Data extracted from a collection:
──────────────────────────────
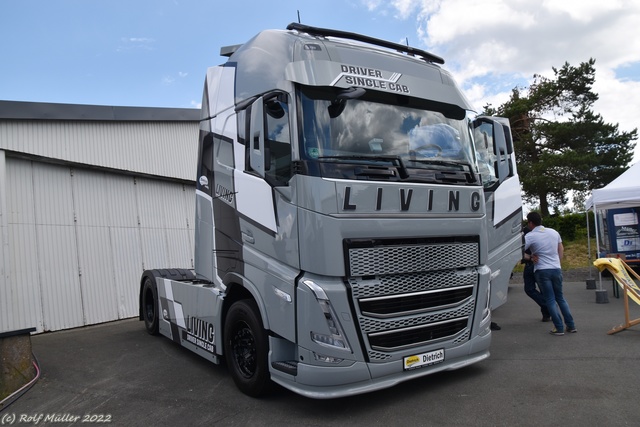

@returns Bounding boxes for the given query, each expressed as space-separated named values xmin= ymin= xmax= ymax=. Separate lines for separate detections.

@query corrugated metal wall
xmin=0 ymin=105 xmax=200 ymax=333
xmin=2 ymin=157 xmax=195 ymax=333
xmin=0 ymin=120 xmax=197 ymax=181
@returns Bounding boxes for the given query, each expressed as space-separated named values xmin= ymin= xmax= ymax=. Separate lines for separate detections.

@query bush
xmin=524 ymin=211 xmax=595 ymax=242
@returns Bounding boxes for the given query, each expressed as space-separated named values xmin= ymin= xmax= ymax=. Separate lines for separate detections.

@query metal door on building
xmin=2 ymin=157 xmax=195 ymax=332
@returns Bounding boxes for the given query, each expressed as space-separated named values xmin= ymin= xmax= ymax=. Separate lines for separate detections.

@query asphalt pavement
xmin=3 ymin=275 xmax=640 ymax=426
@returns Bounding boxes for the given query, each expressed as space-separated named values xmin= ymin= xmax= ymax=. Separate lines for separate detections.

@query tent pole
xmin=586 ymin=210 xmax=593 ymax=279
xmin=594 ymin=201 xmax=603 ymax=291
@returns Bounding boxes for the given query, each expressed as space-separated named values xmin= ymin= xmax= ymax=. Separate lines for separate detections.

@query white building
xmin=0 ymin=101 xmax=200 ymax=333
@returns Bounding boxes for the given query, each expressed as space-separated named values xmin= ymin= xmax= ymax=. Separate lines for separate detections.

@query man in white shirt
xmin=523 ymin=212 xmax=577 ymax=336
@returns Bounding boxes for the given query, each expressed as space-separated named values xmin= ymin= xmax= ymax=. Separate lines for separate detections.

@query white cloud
xmin=127 ymin=37 xmax=155 ymax=43
xmin=593 ymin=68 xmax=640 ymax=136
xmin=163 ymin=72 xmax=189 ymax=85
xmin=369 ymin=0 xmax=640 ymax=161
xmin=542 ymin=0 xmax=625 ymax=23
xmin=116 ymin=37 xmax=156 ymax=52
xmin=389 ymin=0 xmax=421 ymax=19
xmin=419 ymin=0 xmax=537 ymax=45
xmin=361 ymin=0 xmax=383 ymax=11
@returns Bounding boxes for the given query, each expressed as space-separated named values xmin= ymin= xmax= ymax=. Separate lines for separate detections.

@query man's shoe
xmin=549 ymin=328 xmax=564 ymax=336
xmin=490 ymin=322 xmax=501 ymax=331
xmin=566 ymin=327 xmax=577 ymax=333
xmin=542 ymin=316 xmax=551 ymax=322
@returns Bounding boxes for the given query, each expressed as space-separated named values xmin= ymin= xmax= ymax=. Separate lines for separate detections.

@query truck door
xmin=473 ymin=117 xmax=523 ymax=309
xmin=236 ymin=93 xmax=293 ymax=235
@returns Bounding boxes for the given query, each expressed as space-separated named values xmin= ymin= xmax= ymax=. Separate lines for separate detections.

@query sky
xmin=2 ymin=0 xmax=639 ymax=162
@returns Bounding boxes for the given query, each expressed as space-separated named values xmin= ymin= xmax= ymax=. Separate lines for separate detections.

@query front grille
xmin=346 ymin=237 xmax=479 ymax=362
xmin=350 ymin=269 xmax=476 ymax=299
xmin=359 ymin=286 xmax=473 ymax=317
xmin=368 ymin=318 xmax=469 ymax=351
xmin=347 ymin=241 xmax=478 ymax=276
xmin=357 ymin=297 xmax=475 ymax=333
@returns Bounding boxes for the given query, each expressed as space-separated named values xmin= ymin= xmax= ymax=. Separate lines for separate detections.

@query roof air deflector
xmin=286 ymin=22 xmax=445 ymax=65
xmin=220 ymin=44 xmax=243 ymax=57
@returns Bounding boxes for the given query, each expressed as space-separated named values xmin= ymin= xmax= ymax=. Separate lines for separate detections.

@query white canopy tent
xmin=584 ymin=162 xmax=640 ymax=289
xmin=585 ymin=162 xmax=640 ymax=211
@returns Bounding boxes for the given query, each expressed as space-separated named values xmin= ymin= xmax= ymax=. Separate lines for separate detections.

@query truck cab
xmin=140 ymin=23 xmax=522 ymax=398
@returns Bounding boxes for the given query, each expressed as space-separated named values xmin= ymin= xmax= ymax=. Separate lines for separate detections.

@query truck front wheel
xmin=224 ymin=299 xmax=270 ymax=397
xmin=141 ymin=277 xmax=159 ymax=335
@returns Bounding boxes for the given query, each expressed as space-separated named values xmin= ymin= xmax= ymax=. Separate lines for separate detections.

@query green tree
xmin=484 ymin=59 xmax=637 ymax=216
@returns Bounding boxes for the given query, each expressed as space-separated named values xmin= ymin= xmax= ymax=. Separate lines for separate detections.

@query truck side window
xmin=237 ymin=110 xmax=247 ymax=145
xmin=197 ymin=133 xmax=214 ymax=196
xmin=264 ymin=95 xmax=292 ymax=184
xmin=215 ymin=133 xmax=234 ymax=168
xmin=473 ymin=123 xmax=499 ymax=188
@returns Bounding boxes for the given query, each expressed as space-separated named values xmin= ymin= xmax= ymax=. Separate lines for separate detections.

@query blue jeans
xmin=534 ymin=269 xmax=575 ymax=332
xmin=523 ymin=263 xmax=550 ymax=318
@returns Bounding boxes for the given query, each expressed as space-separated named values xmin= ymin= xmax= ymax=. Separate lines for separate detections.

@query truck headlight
xmin=483 ymin=279 xmax=491 ymax=321
xmin=477 ymin=265 xmax=491 ymax=322
xmin=303 ymin=279 xmax=351 ymax=352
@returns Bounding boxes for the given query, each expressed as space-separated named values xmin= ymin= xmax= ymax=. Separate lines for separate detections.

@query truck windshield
xmin=298 ymin=86 xmax=476 ymax=180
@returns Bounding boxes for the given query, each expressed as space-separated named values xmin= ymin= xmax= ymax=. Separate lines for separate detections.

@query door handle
xmin=242 ymin=230 xmax=255 ymax=244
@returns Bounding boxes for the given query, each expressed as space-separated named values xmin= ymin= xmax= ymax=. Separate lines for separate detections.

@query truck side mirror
xmin=492 ymin=121 xmax=511 ymax=182
xmin=249 ymin=97 xmax=266 ymax=177
xmin=473 ymin=116 xmax=514 ymax=185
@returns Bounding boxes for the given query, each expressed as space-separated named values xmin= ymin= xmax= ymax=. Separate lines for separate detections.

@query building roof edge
xmin=0 ymin=100 xmax=200 ymax=121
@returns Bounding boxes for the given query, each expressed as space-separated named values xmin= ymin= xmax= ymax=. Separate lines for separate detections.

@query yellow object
xmin=593 ymin=258 xmax=640 ymax=334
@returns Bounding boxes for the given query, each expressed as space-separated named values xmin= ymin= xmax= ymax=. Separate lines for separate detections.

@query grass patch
xmin=512 ymin=236 xmax=597 ymax=273
xmin=563 ymin=237 xmax=598 ymax=269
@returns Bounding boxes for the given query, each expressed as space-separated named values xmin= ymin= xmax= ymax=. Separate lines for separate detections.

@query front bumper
xmin=269 ymin=329 xmax=491 ymax=399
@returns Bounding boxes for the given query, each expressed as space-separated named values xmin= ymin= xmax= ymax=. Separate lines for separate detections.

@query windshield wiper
xmin=317 ymin=155 xmax=409 ymax=179
xmin=409 ymin=159 xmax=478 ymax=184
xmin=409 ymin=158 xmax=466 ymax=168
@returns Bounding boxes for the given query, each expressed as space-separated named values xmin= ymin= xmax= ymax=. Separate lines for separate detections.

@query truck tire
xmin=224 ymin=299 xmax=270 ymax=397
xmin=141 ymin=277 xmax=159 ymax=335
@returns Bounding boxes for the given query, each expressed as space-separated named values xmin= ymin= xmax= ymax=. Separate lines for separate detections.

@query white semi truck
──────────────────────────────
Work item:
Write the data above out exactly. Leave out any pictures.

Solution:
@returns Bounding boxes for the given query, each expressed as space-separated named values xmin= ymin= xmax= ymax=. Separate lines for separate detections.

@query corrugated metal wall
xmin=0 ymin=105 xmax=200 ymax=333
xmin=2 ymin=157 xmax=195 ymax=333
xmin=0 ymin=120 xmax=197 ymax=181
@returns Bounding boxes for the given query, each expressed as space-separated named values xmin= ymin= xmax= ymax=. Separate lines for separate detections.

@query bush
xmin=524 ymin=211 xmax=595 ymax=242
@returns Bounding boxes for the given query, each expressed as space-separated named values xmin= ymin= xmax= ymax=. Separate lines for separate detections.

@query metal door on building
xmin=2 ymin=157 xmax=195 ymax=332
@returns Bounding boxes for the given query, each expressed as space-separated named values xmin= ymin= xmax= ymax=. Separate lines for separate detections.

@query asphalt pavement
xmin=3 ymin=275 xmax=640 ymax=426
@returns Bounding boxes for the given query, each expressed as space-separated named values xmin= ymin= xmax= ymax=. Separate lines for separate detections.

@query tent pole
xmin=586 ymin=210 xmax=593 ymax=279
xmin=594 ymin=201 xmax=603 ymax=291
@returns Bounding boxes for the given query, each expressed as space-separated named values xmin= ymin= xmax= ymax=. Separate lines for separate detections.

@query white building
xmin=0 ymin=101 xmax=200 ymax=333
@returns Bounding boxes for the given query, each expressed as space-separated named values xmin= ymin= xmax= ymax=. Separate lines for separate detections.

@query man in white shirt
xmin=523 ymin=212 xmax=577 ymax=336
@returns Bounding boxes for the given query, each expressed as space-separated named values xmin= ymin= xmax= ymax=. Separate lines for separate detections.

@query white cloud
xmin=127 ymin=37 xmax=155 ymax=43
xmin=593 ymin=68 xmax=640 ymax=136
xmin=163 ymin=72 xmax=189 ymax=85
xmin=369 ymin=0 xmax=640 ymax=161
xmin=542 ymin=0 xmax=625 ymax=23
xmin=116 ymin=37 xmax=156 ymax=52
xmin=389 ymin=0 xmax=421 ymax=19
xmin=419 ymin=0 xmax=537 ymax=45
xmin=361 ymin=0 xmax=383 ymax=11
@returns Bounding boxes for the given query, each expressed as space-separated named values xmin= ymin= xmax= ymax=. Separate lines for separate detections.

@query man's shoe
xmin=549 ymin=328 xmax=564 ymax=336
xmin=490 ymin=322 xmax=501 ymax=331
xmin=566 ymin=327 xmax=577 ymax=333
xmin=542 ymin=316 xmax=551 ymax=322
@returns Bounding boxes for the given query, each expressed as space-separated named values xmin= ymin= xmax= ymax=. Separate lines for separate detections.

@query truck door
xmin=473 ymin=117 xmax=523 ymax=309
xmin=236 ymin=93 xmax=293 ymax=235
@returns Bounding boxes for the given query, each expressed as space-separated named values xmin= ymin= xmax= ymax=. Separate lines for separate detections.

@query sky
xmin=2 ymin=0 xmax=639 ymax=162
@returns Bounding boxes for the given query, each expressed as space-separated named values xmin= ymin= xmax= ymax=. Separate lines for separate detections.

@query front grille
xmin=346 ymin=237 xmax=479 ymax=362
xmin=350 ymin=269 xmax=476 ymax=299
xmin=359 ymin=286 xmax=473 ymax=317
xmin=368 ymin=318 xmax=469 ymax=351
xmin=347 ymin=241 xmax=478 ymax=276
xmin=357 ymin=297 xmax=475 ymax=333
@returns Bounding boxes for the given query, each expressed as space-separated named values xmin= ymin= xmax= ymax=. Separate lines for separate detections.

@query roof air deflector
xmin=286 ymin=22 xmax=445 ymax=65
xmin=220 ymin=44 xmax=243 ymax=57
@returns Bounding boxes for the given query, each expressed as space-separated named values xmin= ymin= xmax= ymax=. Separate lines for separate detections.

@query white canopy tent
xmin=584 ymin=162 xmax=640 ymax=289
xmin=585 ymin=162 xmax=640 ymax=211
@returns Bounding boxes for the given query, each expressed as space-separated named values xmin= ymin= xmax= ymax=. Separate lines for separate detections.

@query truck cab
xmin=140 ymin=23 xmax=522 ymax=398
@returns Bounding boxes for the given query, each expressed as space-separated named values xmin= ymin= xmax= ymax=. Separate lines for separate detections.

@query truck front wheel
xmin=224 ymin=299 xmax=270 ymax=397
xmin=141 ymin=277 xmax=159 ymax=335
@returns Bounding boxes for the given query, each expressed as space-separated named values xmin= ymin= xmax= ymax=. Separate lines for separate detections.

@query green tree
xmin=484 ymin=59 xmax=637 ymax=216
@returns Bounding boxes for the given query, each expressed as space-separated named values xmin= ymin= xmax= ymax=. Separate lines for separate detections.

@query truck side window
xmin=237 ymin=110 xmax=247 ymax=145
xmin=197 ymin=133 xmax=214 ymax=196
xmin=264 ymin=95 xmax=292 ymax=184
xmin=215 ymin=133 xmax=234 ymax=168
xmin=473 ymin=123 xmax=499 ymax=188
@returns Bounding boxes for the given query, each expressed as space-separated named values xmin= ymin= xmax= ymax=. Separate lines for separate detections.

@query blue jeans
xmin=534 ymin=269 xmax=575 ymax=332
xmin=523 ymin=263 xmax=550 ymax=318
@returns Bounding boxes for the given query, each expressed as space-separated named values xmin= ymin= xmax= ymax=. Separate lines for separate detections.

@query truck headlight
xmin=483 ymin=279 xmax=491 ymax=321
xmin=477 ymin=265 xmax=491 ymax=322
xmin=303 ymin=279 xmax=351 ymax=352
@returns Bounding boxes for the given query, each expressed as space-separated named values xmin= ymin= xmax= ymax=. Separate lines for separate detections.

@query truck windshield
xmin=298 ymin=86 xmax=476 ymax=180
@returns Bounding boxes for the given query, each expressed as space-separated named values xmin= ymin= xmax= ymax=. Separate lines for separate detections.

@query door handle
xmin=242 ymin=230 xmax=255 ymax=244
@returns Bounding boxes for the given query, each expressed as space-separated named values xmin= ymin= xmax= ymax=. Separate lines for separate detections.

@query truck side mirror
xmin=492 ymin=121 xmax=511 ymax=182
xmin=249 ymin=97 xmax=266 ymax=177
xmin=473 ymin=116 xmax=514 ymax=185
@returns Bounding boxes for the given query, each expressed as space-separated named values xmin= ymin= xmax= ymax=. Separate lines for separate detections.

@query building roof edge
xmin=0 ymin=100 xmax=200 ymax=121
@returns Bounding boxes for the given query, each expressed as space-separated named values xmin= ymin= xmax= ymax=. Separate lines for separate detections.

@query yellow object
xmin=593 ymin=258 xmax=640 ymax=334
@returns Bounding boxes for the given query, each expressed as space-separated named values xmin= ymin= xmax= ymax=. Separate lines for separate detections.

@query grass patch
xmin=512 ymin=236 xmax=597 ymax=273
xmin=563 ymin=237 xmax=598 ymax=269
@returns Bounding boxes for the given query, each expressed as space-separated named values xmin= ymin= xmax= ymax=. Separate lines for separate detections.

@query front bumper
xmin=269 ymin=329 xmax=491 ymax=399
@returns Bounding boxes for the given query, each expressed as space-separated named values xmin= ymin= xmax= ymax=. Separate lines for separate detections.

@query windshield wiper
xmin=317 ymin=155 xmax=409 ymax=179
xmin=409 ymin=159 xmax=478 ymax=184
xmin=409 ymin=158 xmax=466 ymax=168
@returns Bounding boxes for the given query, each expressed as space-separated named values xmin= ymin= xmax= ymax=. Separate lines for separate detections.

@query truck tire
xmin=224 ymin=299 xmax=270 ymax=397
xmin=141 ymin=277 xmax=159 ymax=335
@returns Bounding boxes for the given query, each expressed as space-separated named values xmin= ymin= xmax= ymax=. Separate lines for separate detections.

@query white semi truck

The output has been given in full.